_Exercise:_
In the entries that follow, find the line containing "around the small"; from there, copy every line exactly through the line containing "hay bale end".

[Referring expression grounding data]

________________________

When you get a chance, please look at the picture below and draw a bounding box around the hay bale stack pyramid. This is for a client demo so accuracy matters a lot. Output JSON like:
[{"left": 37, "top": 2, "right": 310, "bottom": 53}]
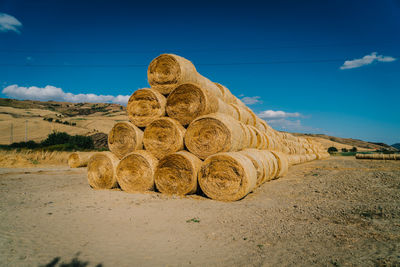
[{"left": 87, "top": 54, "right": 329, "bottom": 201}]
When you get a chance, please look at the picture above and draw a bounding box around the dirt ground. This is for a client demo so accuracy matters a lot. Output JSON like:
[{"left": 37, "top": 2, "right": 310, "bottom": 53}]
[{"left": 0, "top": 157, "right": 399, "bottom": 267}]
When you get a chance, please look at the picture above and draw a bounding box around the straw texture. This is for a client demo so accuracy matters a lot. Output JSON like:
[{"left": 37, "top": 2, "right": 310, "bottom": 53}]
[
  {"left": 68, "top": 152, "right": 93, "bottom": 168},
  {"left": 148, "top": 54, "right": 222, "bottom": 97},
  {"left": 127, "top": 88, "right": 166, "bottom": 127},
  {"left": 116, "top": 150, "right": 158, "bottom": 192},
  {"left": 185, "top": 113, "right": 246, "bottom": 159},
  {"left": 108, "top": 122, "right": 143, "bottom": 159},
  {"left": 143, "top": 117, "right": 186, "bottom": 159},
  {"left": 155, "top": 151, "right": 202, "bottom": 195},
  {"left": 198, "top": 152, "right": 257, "bottom": 201},
  {"left": 87, "top": 152, "right": 119, "bottom": 189}
]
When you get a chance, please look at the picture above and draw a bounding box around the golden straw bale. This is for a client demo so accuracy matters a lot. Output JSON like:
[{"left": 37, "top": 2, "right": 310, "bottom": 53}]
[
  {"left": 260, "top": 150, "right": 278, "bottom": 182},
  {"left": 148, "top": 54, "right": 222, "bottom": 97},
  {"left": 108, "top": 122, "right": 143, "bottom": 159},
  {"left": 248, "top": 126, "right": 266, "bottom": 149},
  {"left": 116, "top": 150, "right": 158, "bottom": 192},
  {"left": 240, "top": 149, "right": 266, "bottom": 187},
  {"left": 87, "top": 152, "right": 119, "bottom": 189},
  {"left": 166, "top": 83, "right": 219, "bottom": 126},
  {"left": 155, "top": 151, "right": 202, "bottom": 195},
  {"left": 143, "top": 117, "right": 185, "bottom": 159},
  {"left": 198, "top": 152, "right": 257, "bottom": 201},
  {"left": 214, "top": 83, "right": 238, "bottom": 104},
  {"left": 68, "top": 152, "right": 93, "bottom": 168},
  {"left": 270, "top": 151, "right": 289, "bottom": 178},
  {"left": 185, "top": 113, "right": 246, "bottom": 159},
  {"left": 217, "top": 98, "right": 240, "bottom": 120},
  {"left": 127, "top": 88, "right": 166, "bottom": 127},
  {"left": 239, "top": 122, "right": 252, "bottom": 148},
  {"left": 230, "top": 104, "right": 256, "bottom": 125}
]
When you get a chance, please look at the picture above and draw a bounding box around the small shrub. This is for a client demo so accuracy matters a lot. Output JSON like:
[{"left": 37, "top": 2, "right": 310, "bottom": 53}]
[
  {"left": 341, "top": 148, "right": 348, "bottom": 152},
  {"left": 328, "top": 147, "right": 338, "bottom": 153}
]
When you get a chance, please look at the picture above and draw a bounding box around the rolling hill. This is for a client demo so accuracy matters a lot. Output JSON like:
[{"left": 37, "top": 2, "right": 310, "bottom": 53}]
[{"left": 0, "top": 98, "right": 396, "bottom": 152}]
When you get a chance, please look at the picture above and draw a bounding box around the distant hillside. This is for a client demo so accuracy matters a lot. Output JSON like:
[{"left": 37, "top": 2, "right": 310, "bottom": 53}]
[
  {"left": 392, "top": 143, "right": 400, "bottom": 150},
  {"left": 291, "top": 133, "right": 397, "bottom": 152},
  {"left": 0, "top": 98, "right": 128, "bottom": 145},
  {"left": 0, "top": 98, "right": 125, "bottom": 117}
]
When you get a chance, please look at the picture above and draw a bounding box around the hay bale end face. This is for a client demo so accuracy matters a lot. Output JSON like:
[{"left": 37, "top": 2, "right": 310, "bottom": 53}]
[
  {"left": 155, "top": 151, "right": 202, "bottom": 195},
  {"left": 198, "top": 152, "right": 257, "bottom": 201},
  {"left": 116, "top": 150, "right": 158, "bottom": 193},
  {"left": 127, "top": 88, "right": 166, "bottom": 127},
  {"left": 87, "top": 152, "right": 119, "bottom": 189},
  {"left": 68, "top": 152, "right": 93, "bottom": 168},
  {"left": 108, "top": 122, "right": 143, "bottom": 160},
  {"left": 185, "top": 113, "right": 246, "bottom": 159},
  {"left": 143, "top": 117, "right": 186, "bottom": 159},
  {"left": 166, "top": 83, "right": 219, "bottom": 126}
]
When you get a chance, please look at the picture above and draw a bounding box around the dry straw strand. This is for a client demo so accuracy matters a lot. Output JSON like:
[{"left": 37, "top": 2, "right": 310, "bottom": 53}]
[
  {"left": 155, "top": 150, "right": 202, "bottom": 195},
  {"left": 198, "top": 151, "right": 257, "bottom": 201},
  {"left": 68, "top": 152, "right": 93, "bottom": 168},
  {"left": 87, "top": 152, "right": 119, "bottom": 189},
  {"left": 108, "top": 122, "right": 144, "bottom": 159},
  {"left": 116, "top": 150, "right": 158, "bottom": 192},
  {"left": 143, "top": 117, "right": 186, "bottom": 159},
  {"left": 127, "top": 88, "right": 166, "bottom": 127}
]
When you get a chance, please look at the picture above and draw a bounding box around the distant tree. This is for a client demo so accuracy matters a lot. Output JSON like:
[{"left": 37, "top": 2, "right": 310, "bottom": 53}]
[
  {"left": 328, "top": 146, "right": 338, "bottom": 153},
  {"left": 350, "top": 147, "right": 357, "bottom": 152},
  {"left": 341, "top": 148, "right": 348, "bottom": 152}
]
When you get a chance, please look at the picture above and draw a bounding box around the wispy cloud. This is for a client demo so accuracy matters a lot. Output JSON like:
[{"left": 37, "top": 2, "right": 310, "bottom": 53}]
[
  {"left": 340, "top": 52, "right": 396, "bottom": 70},
  {"left": 258, "top": 110, "right": 301, "bottom": 119},
  {"left": 0, "top": 13, "right": 22, "bottom": 34},
  {"left": 2, "top": 85, "right": 130, "bottom": 105},
  {"left": 240, "top": 96, "right": 262, "bottom": 105}
]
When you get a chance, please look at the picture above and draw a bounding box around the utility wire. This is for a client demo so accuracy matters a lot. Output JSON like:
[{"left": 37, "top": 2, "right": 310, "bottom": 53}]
[
  {"left": 0, "top": 57, "right": 398, "bottom": 67},
  {"left": 0, "top": 58, "right": 363, "bottom": 68},
  {"left": 0, "top": 40, "right": 399, "bottom": 54}
]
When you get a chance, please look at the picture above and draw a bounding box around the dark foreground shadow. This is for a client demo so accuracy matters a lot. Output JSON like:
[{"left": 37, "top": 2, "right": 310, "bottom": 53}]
[{"left": 40, "top": 256, "right": 103, "bottom": 267}]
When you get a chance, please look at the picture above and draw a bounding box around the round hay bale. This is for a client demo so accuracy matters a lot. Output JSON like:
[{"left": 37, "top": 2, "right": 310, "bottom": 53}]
[
  {"left": 260, "top": 150, "right": 278, "bottom": 182},
  {"left": 198, "top": 152, "right": 257, "bottom": 201},
  {"left": 214, "top": 83, "right": 237, "bottom": 104},
  {"left": 87, "top": 152, "right": 119, "bottom": 189},
  {"left": 143, "top": 117, "right": 185, "bottom": 159},
  {"left": 108, "top": 122, "right": 144, "bottom": 159},
  {"left": 270, "top": 151, "right": 289, "bottom": 178},
  {"left": 248, "top": 126, "right": 267, "bottom": 149},
  {"left": 68, "top": 152, "right": 93, "bottom": 168},
  {"left": 217, "top": 98, "right": 239, "bottom": 120},
  {"left": 155, "top": 151, "right": 202, "bottom": 195},
  {"left": 116, "top": 150, "right": 158, "bottom": 192},
  {"left": 185, "top": 113, "right": 246, "bottom": 159},
  {"left": 240, "top": 149, "right": 266, "bottom": 187},
  {"left": 127, "top": 88, "right": 166, "bottom": 127},
  {"left": 239, "top": 122, "right": 252, "bottom": 148},
  {"left": 166, "top": 83, "right": 219, "bottom": 126},
  {"left": 230, "top": 104, "right": 255, "bottom": 125},
  {"left": 147, "top": 54, "right": 222, "bottom": 97}
]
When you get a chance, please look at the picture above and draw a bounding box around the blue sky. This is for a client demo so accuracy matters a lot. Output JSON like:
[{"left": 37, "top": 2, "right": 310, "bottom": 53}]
[{"left": 0, "top": 0, "right": 399, "bottom": 144}]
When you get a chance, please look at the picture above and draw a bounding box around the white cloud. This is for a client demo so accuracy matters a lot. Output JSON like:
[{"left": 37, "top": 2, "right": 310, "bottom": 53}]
[
  {"left": 2, "top": 85, "right": 130, "bottom": 105},
  {"left": 258, "top": 110, "right": 301, "bottom": 119},
  {"left": 241, "top": 96, "right": 262, "bottom": 105},
  {"left": 0, "top": 13, "right": 22, "bottom": 34},
  {"left": 340, "top": 52, "right": 396, "bottom": 70}
]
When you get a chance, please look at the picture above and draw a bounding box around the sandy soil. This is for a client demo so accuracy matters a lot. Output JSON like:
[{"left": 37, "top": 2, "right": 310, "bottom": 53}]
[{"left": 0, "top": 157, "right": 399, "bottom": 266}]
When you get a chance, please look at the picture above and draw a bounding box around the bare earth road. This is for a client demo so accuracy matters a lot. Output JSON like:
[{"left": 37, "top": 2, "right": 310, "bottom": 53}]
[{"left": 0, "top": 157, "right": 399, "bottom": 267}]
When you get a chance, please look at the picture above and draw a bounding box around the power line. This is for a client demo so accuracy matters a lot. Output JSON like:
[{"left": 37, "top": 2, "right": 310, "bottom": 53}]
[
  {"left": 0, "top": 40, "right": 399, "bottom": 54},
  {"left": 0, "top": 58, "right": 368, "bottom": 68}
]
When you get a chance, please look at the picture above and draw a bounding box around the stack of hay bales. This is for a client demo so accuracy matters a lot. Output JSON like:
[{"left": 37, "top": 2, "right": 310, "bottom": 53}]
[
  {"left": 356, "top": 153, "right": 399, "bottom": 160},
  {"left": 87, "top": 54, "right": 329, "bottom": 201}
]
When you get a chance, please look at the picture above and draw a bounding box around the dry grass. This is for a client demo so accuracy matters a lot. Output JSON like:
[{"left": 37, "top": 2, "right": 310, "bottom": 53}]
[{"left": 0, "top": 150, "right": 70, "bottom": 167}]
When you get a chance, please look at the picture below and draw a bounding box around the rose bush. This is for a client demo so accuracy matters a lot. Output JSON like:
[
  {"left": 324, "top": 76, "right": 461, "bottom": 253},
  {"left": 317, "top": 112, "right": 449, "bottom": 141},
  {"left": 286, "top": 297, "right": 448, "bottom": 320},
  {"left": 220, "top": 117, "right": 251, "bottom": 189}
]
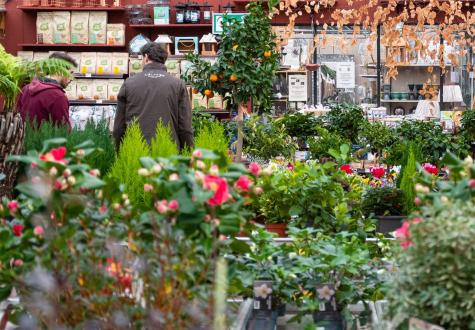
[{"left": 0, "top": 140, "right": 261, "bottom": 328}]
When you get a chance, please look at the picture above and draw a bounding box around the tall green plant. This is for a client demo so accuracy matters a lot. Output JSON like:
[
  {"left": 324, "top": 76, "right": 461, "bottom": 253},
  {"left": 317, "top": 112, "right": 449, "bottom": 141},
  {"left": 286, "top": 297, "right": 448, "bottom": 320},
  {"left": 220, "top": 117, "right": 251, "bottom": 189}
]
[
  {"left": 109, "top": 122, "right": 150, "bottom": 206},
  {"left": 194, "top": 121, "right": 229, "bottom": 160},
  {"left": 399, "top": 144, "right": 417, "bottom": 213},
  {"left": 150, "top": 121, "right": 178, "bottom": 158}
]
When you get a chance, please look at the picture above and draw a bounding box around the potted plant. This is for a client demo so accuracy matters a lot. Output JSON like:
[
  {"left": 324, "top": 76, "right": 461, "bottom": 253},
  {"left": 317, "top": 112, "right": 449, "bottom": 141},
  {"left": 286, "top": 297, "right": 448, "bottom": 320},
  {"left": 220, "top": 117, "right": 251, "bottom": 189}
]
[
  {"left": 307, "top": 126, "right": 350, "bottom": 162},
  {"left": 0, "top": 46, "right": 73, "bottom": 197},
  {"left": 460, "top": 110, "right": 475, "bottom": 156},
  {"left": 182, "top": 1, "right": 280, "bottom": 162},
  {"left": 323, "top": 103, "right": 365, "bottom": 144},
  {"left": 362, "top": 186, "right": 405, "bottom": 233}
]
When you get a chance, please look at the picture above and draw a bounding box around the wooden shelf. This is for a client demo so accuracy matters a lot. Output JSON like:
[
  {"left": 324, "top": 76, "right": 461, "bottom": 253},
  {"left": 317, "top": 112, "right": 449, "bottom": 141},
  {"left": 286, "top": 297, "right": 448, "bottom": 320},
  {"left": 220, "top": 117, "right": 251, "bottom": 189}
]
[
  {"left": 17, "top": 5, "right": 125, "bottom": 10},
  {"left": 20, "top": 43, "right": 125, "bottom": 48},
  {"left": 73, "top": 73, "right": 126, "bottom": 79},
  {"left": 69, "top": 100, "right": 117, "bottom": 105},
  {"left": 381, "top": 99, "right": 420, "bottom": 103},
  {"left": 130, "top": 23, "right": 212, "bottom": 28}
]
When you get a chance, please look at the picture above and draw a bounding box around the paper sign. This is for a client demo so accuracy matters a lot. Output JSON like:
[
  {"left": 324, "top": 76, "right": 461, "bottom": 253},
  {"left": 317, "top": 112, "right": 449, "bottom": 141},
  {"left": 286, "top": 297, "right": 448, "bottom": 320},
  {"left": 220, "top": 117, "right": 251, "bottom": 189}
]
[
  {"left": 336, "top": 62, "right": 355, "bottom": 89},
  {"left": 212, "top": 13, "right": 249, "bottom": 34},
  {"left": 288, "top": 74, "right": 307, "bottom": 102}
]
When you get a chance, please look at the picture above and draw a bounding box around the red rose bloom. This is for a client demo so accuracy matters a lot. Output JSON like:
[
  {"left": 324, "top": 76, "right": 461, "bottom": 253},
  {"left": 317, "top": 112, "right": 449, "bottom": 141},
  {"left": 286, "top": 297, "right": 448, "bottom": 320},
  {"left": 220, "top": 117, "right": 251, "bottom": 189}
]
[
  {"left": 235, "top": 175, "right": 252, "bottom": 192},
  {"left": 203, "top": 175, "right": 230, "bottom": 206},
  {"left": 39, "top": 146, "right": 68, "bottom": 164},
  {"left": 422, "top": 163, "right": 438, "bottom": 176},
  {"left": 340, "top": 164, "right": 353, "bottom": 174},
  {"left": 12, "top": 224, "right": 24, "bottom": 237},
  {"left": 371, "top": 167, "right": 385, "bottom": 179}
]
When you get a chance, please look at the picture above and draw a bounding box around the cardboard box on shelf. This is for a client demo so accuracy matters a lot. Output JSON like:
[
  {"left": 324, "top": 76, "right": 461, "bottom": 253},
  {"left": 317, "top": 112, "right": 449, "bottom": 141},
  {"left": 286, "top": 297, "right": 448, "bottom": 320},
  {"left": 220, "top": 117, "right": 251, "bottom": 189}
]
[
  {"left": 111, "top": 52, "right": 129, "bottom": 74},
  {"left": 165, "top": 60, "right": 180, "bottom": 79},
  {"left": 65, "top": 80, "right": 77, "bottom": 100},
  {"left": 129, "top": 57, "right": 143, "bottom": 76},
  {"left": 71, "top": 12, "right": 89, "bottom": 45},
  {"left": 17, "top": 51, "right": 34, "bottom": 62},
  {"left": 67, "top": 52, "right": 82, "bottom": 73},
  {"left": 107, "top": 79, "right": 124, "bottom": 101},
  {"left": 80, "top": 52, "right": 96, "bottom": 74},
  {"left": 36, "top": 12, "right": 53, "bottom": 44},
  {"left": 207, "top": 94, "right": 223, "bottom": 109},
  {"left": 89, "top": 11, "right": 107, "bottom": 45},
  {"left": 191, "top": 92, "right": 208, "bottom": 110},
  {"left": 106, "top": 24, "right": 125, "bottom": 46},
  {"left": 53, "top": 11, "right": 71, "bottom": 44},
  {"left": 92, "top": 79, "right": 108, "bottom": 100},
  {"left": 96, "top": 52, "right": 112, "bottom": 74},
  {"left": 76, "top": 79, "right": 94, "bottom": 99},
  {"left": 32, "top": 52, "right": 49, "bottom": 61}
]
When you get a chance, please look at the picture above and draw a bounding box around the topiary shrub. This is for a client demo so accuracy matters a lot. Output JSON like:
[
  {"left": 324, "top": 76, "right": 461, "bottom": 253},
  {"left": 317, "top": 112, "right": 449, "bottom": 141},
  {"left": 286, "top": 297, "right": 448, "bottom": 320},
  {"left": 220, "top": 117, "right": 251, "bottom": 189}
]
[{"left": 388, "top": 201, "right": 475, "bottom": 328}]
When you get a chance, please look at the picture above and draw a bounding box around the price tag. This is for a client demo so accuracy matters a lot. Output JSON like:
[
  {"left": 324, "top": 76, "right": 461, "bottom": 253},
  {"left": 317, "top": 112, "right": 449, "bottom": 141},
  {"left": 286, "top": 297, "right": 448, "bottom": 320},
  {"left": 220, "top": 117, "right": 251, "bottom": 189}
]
[
  {"left": 96, "top": 100, "right": 103, "bottom": 104},
  {"left": 85, "top": 73, "right": 92, "bottom": 78}
]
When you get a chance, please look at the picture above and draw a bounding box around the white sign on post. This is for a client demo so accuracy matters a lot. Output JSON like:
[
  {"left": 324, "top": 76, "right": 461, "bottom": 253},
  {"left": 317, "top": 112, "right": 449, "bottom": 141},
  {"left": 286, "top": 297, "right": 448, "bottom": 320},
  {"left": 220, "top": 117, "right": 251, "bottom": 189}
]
[
  {"left": 336, "top": 62, "right": 355, "bottom": 89},
  {"left": 288, "top": 74, "right": 307, "bottom": 102}
]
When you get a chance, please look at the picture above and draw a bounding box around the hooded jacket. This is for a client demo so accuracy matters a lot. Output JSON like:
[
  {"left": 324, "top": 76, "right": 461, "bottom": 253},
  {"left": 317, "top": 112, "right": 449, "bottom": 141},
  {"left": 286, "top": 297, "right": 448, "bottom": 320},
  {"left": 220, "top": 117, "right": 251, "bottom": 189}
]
[
  {"left": 113, "top": 62, "right": 193, "bottom": 150},
  {"left": 17, "top": 78, "right": 71, "bottom": 128}
]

________________________

_Answer to this task:_
When you get a chance, please look at the picture above and draw a bounding box around the small shrub. This is for a client demo so accuracy matters a lot. Output JSON like:
[{"left": 37, "top": 2, "right": 310, "bottom": 53}]
[
  {"left": 341, "top": 148, "right": 348, "bottom": 152},
  {"left": 328, "top": 147, "right": 338, "bottom": 153}
]
When you get a chance, please look at the picture above and draw a bounding box around the rolling hill. This is for a client demo so accuracy matters a lot. Output JSON like:
[{"left": 37, "top": 2, "right": 310, "bottom": 53}]
[{"left": 0, "top": 98, "right": 396, "bottom": 152}]
When you get a chance, please look at the picture above and draw a bounding box around the distant hillside. This is for a client demo so accuracy matters a lot. Output JSON like:
[{"left": 37, "top": 2, "right": 310, "bottom": 53}]
[
  {"left": 392, "top": 143, "right": 400, "bottom": 150},
  {"left": 291, "top": 133, "right": 397, "bottom": 152},
  {"left": 0, "top": 98, "right": 128, "bottom": 145},
  {"left": 0, "top": 98, "right": 125, "bottom": 117}
]
When you get a chance, please look at the picture above and draw a bounding box around the hay bale end face. This is for a client demo so accuracy matters a lot. Output JSON like:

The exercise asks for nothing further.